Directions for this task:
Your task is to repeat, word for word, the line containing "Would you be able to mark the red" and all lines that follow it to the end of the material, and no other lines.
# start of Recorded data
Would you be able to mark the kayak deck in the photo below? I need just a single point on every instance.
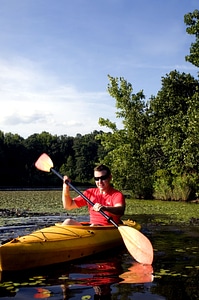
(56, 244)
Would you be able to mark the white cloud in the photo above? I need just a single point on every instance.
(33, 101)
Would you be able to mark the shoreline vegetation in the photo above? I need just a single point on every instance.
(34, 203)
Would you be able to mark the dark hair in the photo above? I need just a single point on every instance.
(103, 168)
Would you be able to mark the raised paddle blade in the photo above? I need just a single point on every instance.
(44, 163)
(137, 244)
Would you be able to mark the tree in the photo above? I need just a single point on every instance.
(192, 22)
(125, 147)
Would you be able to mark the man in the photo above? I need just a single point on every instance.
(104, 197)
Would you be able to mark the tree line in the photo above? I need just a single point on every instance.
(155, 155)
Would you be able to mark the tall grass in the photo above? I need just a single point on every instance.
(153, 211)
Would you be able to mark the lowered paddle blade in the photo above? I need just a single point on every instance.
(137, 244)
(44, 163)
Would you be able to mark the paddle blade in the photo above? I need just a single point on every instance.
(137, 244)
(44, 163)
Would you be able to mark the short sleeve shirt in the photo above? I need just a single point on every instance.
(111, 198)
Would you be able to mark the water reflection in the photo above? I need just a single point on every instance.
(115, 275)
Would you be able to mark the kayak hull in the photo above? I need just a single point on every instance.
(56, 244)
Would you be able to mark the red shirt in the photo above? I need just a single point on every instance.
(110, 198)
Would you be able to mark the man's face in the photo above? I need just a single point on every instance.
(102, 181)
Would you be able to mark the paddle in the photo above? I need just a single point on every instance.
(137, 244)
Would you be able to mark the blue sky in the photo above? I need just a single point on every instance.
(55, 56)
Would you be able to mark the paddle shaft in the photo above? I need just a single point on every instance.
(84, 197)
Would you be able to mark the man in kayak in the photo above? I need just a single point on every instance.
(104, 197)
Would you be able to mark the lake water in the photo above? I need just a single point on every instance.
# end of Recorded data
Response to the exercise:
Would you be able to mark the red shirt in the photo above? I need just a single point on every instance.
(110, 198)
Would you be able to mark the man's face in the photo above? I need just a single point on every instance.
(102, 181)
Would you be able to mark the paddle in the photo above? I need just a single point on every instance.
(137, 244)
Would you be able to mark the blue sky in the photo above? I need just a single point on every instance.
(55, 56)
Would you be able to mark the paddle shaft in the photo above? I need just a single point on every instance.
(84, 197)
Would you be able to mark the man in kayak in the photo above? I need just a single point on every instance.
(104, 197)
Would you be able to mark the lake water in the photo above? I need just a single point on every instance.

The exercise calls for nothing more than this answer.